## Task instructions
The records that follow must be reproduced in full, exactly as written.

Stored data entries
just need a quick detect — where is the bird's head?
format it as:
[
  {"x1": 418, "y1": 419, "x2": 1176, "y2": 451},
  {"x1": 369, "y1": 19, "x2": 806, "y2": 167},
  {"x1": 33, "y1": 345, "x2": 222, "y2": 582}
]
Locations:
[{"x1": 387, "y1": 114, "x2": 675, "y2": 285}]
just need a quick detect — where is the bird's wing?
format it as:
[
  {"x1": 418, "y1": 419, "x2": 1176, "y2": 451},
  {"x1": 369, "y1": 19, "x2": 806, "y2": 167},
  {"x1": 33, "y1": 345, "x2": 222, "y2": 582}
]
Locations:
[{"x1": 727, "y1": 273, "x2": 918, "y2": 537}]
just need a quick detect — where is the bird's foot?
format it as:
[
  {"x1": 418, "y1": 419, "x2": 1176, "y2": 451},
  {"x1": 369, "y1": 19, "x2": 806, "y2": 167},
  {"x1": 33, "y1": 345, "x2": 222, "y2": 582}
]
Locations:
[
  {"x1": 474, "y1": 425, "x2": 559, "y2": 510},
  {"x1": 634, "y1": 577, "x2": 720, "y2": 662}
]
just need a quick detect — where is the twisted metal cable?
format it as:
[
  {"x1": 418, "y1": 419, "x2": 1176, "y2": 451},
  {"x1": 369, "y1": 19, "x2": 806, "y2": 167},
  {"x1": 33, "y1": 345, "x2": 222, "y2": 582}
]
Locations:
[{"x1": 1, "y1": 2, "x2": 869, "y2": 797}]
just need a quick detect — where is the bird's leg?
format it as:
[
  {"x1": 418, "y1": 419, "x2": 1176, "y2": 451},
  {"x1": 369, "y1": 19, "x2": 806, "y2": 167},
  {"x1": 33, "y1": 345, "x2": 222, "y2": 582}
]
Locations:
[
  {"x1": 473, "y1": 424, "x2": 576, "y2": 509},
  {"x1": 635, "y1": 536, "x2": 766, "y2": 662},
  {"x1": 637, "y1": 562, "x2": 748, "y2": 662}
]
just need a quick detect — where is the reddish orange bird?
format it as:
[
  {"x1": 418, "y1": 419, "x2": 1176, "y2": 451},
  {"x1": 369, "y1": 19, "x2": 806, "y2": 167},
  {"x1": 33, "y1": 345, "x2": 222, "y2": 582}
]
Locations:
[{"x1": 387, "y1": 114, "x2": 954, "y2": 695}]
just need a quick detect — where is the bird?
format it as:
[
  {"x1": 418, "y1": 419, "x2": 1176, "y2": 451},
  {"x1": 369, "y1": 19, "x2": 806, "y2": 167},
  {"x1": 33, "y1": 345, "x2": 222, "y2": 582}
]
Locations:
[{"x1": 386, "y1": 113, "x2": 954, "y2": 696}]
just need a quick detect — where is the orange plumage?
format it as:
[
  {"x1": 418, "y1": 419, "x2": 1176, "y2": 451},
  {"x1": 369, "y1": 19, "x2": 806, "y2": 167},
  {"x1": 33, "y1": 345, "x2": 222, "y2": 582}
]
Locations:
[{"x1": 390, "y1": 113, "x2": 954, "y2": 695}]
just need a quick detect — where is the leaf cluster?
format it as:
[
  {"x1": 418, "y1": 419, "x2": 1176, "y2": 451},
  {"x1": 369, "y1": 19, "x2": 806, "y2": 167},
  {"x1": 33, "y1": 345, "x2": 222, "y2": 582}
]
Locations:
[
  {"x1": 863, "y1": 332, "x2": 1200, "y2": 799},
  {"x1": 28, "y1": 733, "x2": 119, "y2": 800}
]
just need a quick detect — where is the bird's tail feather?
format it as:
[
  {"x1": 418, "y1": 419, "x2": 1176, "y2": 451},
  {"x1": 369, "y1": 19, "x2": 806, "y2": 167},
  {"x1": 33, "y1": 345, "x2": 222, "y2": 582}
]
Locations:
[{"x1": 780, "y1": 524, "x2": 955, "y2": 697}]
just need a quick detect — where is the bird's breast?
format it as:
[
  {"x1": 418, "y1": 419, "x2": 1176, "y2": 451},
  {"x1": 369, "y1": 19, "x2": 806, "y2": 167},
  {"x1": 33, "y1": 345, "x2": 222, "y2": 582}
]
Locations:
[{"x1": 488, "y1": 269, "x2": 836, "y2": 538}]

## Solution for this task
just need a quick detect — where is the bird's head?
format it as:
[
  {"x1": 418, "y1": 419, "x2": 1176, "y2": 451},
  {"x1": 369, "y1": 19, "x2": 806, "y2": 167},
  {"x1": 33, "y1": 345, "x2": 222, "y2": 582}
]
Locations:
[{"x1": 387, "y1": 114, "x2": 675, "y2": 285}]
just need a quick detect — where is the bird's wing?
format it as:
[
  {"x1": 418, "y1": 419, "x2": 1176, "y2": 451},
  {"x1": 369, "y1": 19, "x2": 806, "y2": 167},
  {"x1": 33, "y1": 345, "x2": 222, "y2": 582}
]
Locations:
[{"x1": 727, "y1": 273, "x2": 918, "y2": 537}]
just need a quick detect — where is the bird's foot?
format it as:
[
  {"x1": 418, "y1": 419, "x2": 1176, "y2": 451},
  {"x1": 369, "y1": 19, "x2": 806, "y2": 167},
  {"x1": 33, "y1": 345, "x2": 222, "y2": 582}
]
Locations:
[
  {"x1": 474, "y1": 425, "x2": 559, "y2": 510},
  {"x1": 634, "y1": 577, "x2": 720, "y2": 662}
]
just need a quick detect — where is the twisted metal cable?
format it as:
[
  {"x1": 418, "y1": 419, "x2": 1176, "y2": 451},
  {"x1": 369, "y1": 19, "x2": 806, "y2": 167},
  {"x1": 33, "y1": 345, "x2": 222, "y2": 582}
]
Locations:
[{"x1": 1, "y1": 2, "x2": 869, "y2": 797}]
just need a quick detect — where is the bird's leg?
format it as:
[
  {"x1": 418, "y1": 419, "x2": 1176, "y2": 451},
  {"x1": 369, "y1": 19, "x2": 806, "y2": 167},
  {"x1": 33, "y1": 345, "x2": 222, "y2": 582}
]
Locations:
[
  {"x1": 473, "y1": 424, "x2": 576, "y2": 509},
  {"x1": 635, "y1": 536, "x2": 766, "y2": 662},
  {"x1": 637, "y1": 562, "x2": 748, "y2": 662}
]
just need a quick detect — where is the reddish orange bird?
format it as:
[
  {"x1": 418, "y1": 419, "x2": 1176, "y2": 451},
  {"x1": 369, "y1": 19, "x2": 806, "y2": 167},
  {"x1": 33, "y1": 345, "x2": 222, "y2": 582}
]
Locations:
[{"x1": 387, "y1": 114, "x2": 954, "y2": 695}]
just need a quick detect — where is the bird?
format it as:
[
  {"x1": 418, "y1": 419, "x2": 1176, "y2": 451},
  {"x1": 369, "y1": 19, "x2": 806, "y2": 167},
  {"x1": 33, "y1": 345, "x2": 222, "y2": 582}
]
Locations:
[{"x1": 386, "y1": 113, "x2": 954, "y2": 696}]
just need a quick detect — where is the orange plumage?
format it as:
[
  {"x1": 418, "y1": 419, "x2": 1176, "y2": 451},
  {"x1": 369, "y1": 19, "x2": 806, "y2": 167},
  {"x1": 33, "y1": 345, "x2": 222, "y2": 582}
]
Locations:
[{"x1": 390, "y1": 113, "x2": 954, "y2": 695}]
just need a quick detect — where is the leaf cluster?
format it as:
[
  {"x1": 418, "y1": 419, "x2": 1176, "y2": 451},
  {"x1": 369, "y1": 19, "x2": 806, "y2": 167},
  {"x1": 33, "y1": 345, "x2": 222, "y2": 582}
]
Locations:
[
  {"x1": 863, "y1": 332, "x2": 1200, "y2": 799},
  {"x1": 28, "y1": 733, "x2": 119, "y2": 800}
]
just need a quick detect — where is the bird's tail feather?
format it as:
[
  {"x1": 418, "y1": 419, "x2": 1176, "y2": 451},
  {"x1": 369, "y1": 19, "x2": 806, "y2": 167},
  {"x1": 33, "y1": 345, "x2": 222, "y2": 582}
]
Locations:
[{"x1": 780, "y1": 524, "x2": 955, "y2": 697}]
just need a quick detect — where is the bird's breast?
format it as:
[
  {"x1": 418, "y1": 419, "x2": 1176, "y2": 451},
  {"x1": 369, "y1": 19, "x2": 806, "y2": 167},
  {"x1": 33, "y1": 345, "x2": 222, "y2": 582}
]
Locations:
[{"x1": 488, "y1": 269, "x2": 836, "y2": 538}]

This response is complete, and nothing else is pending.